*** STUDY MATERIAL ***

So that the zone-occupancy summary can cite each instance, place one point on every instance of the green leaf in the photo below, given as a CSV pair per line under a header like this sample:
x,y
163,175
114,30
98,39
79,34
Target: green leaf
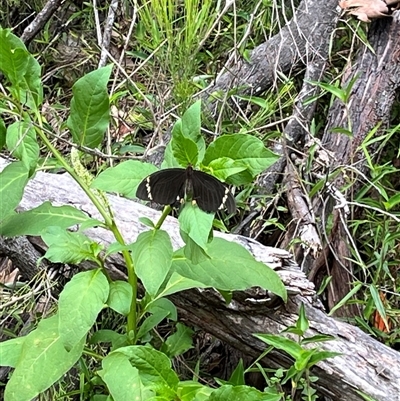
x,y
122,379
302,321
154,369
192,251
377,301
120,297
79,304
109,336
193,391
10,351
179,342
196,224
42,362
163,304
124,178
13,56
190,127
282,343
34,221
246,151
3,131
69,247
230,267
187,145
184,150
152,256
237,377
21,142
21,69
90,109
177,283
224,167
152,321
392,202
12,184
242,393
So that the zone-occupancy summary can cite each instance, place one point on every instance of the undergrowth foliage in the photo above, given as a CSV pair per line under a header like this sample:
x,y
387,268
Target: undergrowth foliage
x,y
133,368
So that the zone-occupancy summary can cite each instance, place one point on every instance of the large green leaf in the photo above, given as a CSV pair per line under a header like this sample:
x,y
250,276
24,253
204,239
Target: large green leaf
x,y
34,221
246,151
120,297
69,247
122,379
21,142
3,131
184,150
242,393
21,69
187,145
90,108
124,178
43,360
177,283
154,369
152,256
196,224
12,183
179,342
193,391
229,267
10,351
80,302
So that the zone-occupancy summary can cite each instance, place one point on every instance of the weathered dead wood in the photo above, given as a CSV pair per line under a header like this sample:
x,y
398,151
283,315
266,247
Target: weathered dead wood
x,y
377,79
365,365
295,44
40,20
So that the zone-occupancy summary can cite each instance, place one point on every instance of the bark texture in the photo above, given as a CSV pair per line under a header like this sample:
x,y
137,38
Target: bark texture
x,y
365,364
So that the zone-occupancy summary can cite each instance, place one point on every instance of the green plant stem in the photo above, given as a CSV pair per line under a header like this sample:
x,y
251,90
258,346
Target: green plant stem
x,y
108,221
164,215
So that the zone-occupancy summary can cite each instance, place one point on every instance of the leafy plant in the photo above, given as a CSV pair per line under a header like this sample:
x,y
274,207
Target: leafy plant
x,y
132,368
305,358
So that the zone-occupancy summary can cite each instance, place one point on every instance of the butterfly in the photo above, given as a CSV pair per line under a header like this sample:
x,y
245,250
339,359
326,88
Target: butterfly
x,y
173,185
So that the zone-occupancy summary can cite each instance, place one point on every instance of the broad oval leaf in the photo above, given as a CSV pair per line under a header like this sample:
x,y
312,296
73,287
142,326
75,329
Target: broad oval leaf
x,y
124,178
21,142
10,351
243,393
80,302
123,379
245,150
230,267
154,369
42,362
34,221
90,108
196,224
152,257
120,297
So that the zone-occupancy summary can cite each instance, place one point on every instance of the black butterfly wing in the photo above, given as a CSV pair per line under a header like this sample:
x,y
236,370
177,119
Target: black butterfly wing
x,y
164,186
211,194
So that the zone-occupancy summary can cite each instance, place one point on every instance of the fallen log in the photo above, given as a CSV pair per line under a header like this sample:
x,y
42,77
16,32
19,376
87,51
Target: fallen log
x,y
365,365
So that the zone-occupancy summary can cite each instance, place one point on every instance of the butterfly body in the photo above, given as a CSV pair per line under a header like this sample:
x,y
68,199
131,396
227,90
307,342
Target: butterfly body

*** End of STUDY MATERIAL ***

- PROBLEM STATEMENT -
Check every line of the entries above, and copy those that carry the string "body".

- ANSWER TO THE PROBLEM -
So that the zone-occupancy summary can cite each instance, place one point on every instance of the butterfly body in the photo above, given as a CSV pair per line under a header like this sample:
Target: butterfly body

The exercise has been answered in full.